ARTICLE
>>>

Files
meshcore-analyzer/cmd/server/neighbor_graph_cache.go
T
Kpa-clawbot 13bdee57d4 perf: P0 hot-path fixes (observers, neighbor-graph, observer-analytics) (#1481) (#1483)
## What

Three of the four P0s from #1481's scale-test findings. Each cuts a
distinct
hot path; together they target /api/observers,
/api/analytics/neighbor-graph,
and /api/observers/{id}/analytics — the top three live offenders.

### P0-1: 5-min atomic-pointer cache for default neighbor-graph response
- Live p95 10.8s on the most-trafficked organic endpoint.
- Background recomputer (5-min cadence per operator directive) builds
the
  default-filter (`minCount=5 minScore=0.1`, no region, no role)
  `NeighborGraphResponse` and stores it via `atomic.Pointer`.

<<<

OBJECTIVES
1 - In the commit message, what live p95 latency is reported for the most-trafficked organic endpoint?
2 - Write the next part of the commit message, picking up right after its last sentence.

GIVEN MATERIAL
>>>

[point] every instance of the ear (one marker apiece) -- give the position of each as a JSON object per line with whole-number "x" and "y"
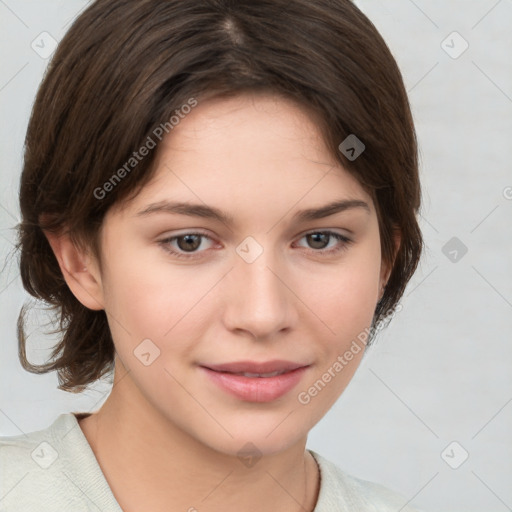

<<<

ANSWERS FOR THE EXERCISE
1 - 10.8s

2 -
- `handleNeighborGraph` short-circuits on the default shape; non-default
filters take the extracted `computeNeighborGraphResponse` path
(identical
  semantics to the previous inline build).

### P0-2: cache parsed `StoreObs.Timestamp` + drop RLock window
- `handleObserverAnalytics` re-parsed the RFC3339 timestamp three times
  per observation, for 60k+ observations per active observer, under
  `s.store.mu.RLock` — blocking writers for the full scan.
- `StoreObs.ParsedTime()` parses once via `sync.Once` (mirrors
  `StoreTx.ParsedDecoded`).
- Handler snapshots the `byObserver[id]` pointer slice, releases the
  RLock immediately, then iterates locally.

### P0-3: 30s cache for `/api/observers` + sargable `IN` + covering
index
- Three SQL queries on every request → ~1.7s p50 at 50-concurrent.
- Atomic-pointer 30s cache for the default (no-filter) query.
- `GetNodeLocationsByKeys` drops `LOWER(public_key) IN (...)`
(non-sargable);
  callers pre-lowercase in Go and the plain `IN` matches the existing
  `public_key` index.
- New ingestor migration `obs_observer_ts_idx_v1` adds composite index
  `idx_observations_observer_idx_timestamp(observer_idx, timestamp)` so
  `GetObserverPacketCounts` can resolve its GROUP-BY + range filter from
  the index without scanning the 1.9M-row observations table.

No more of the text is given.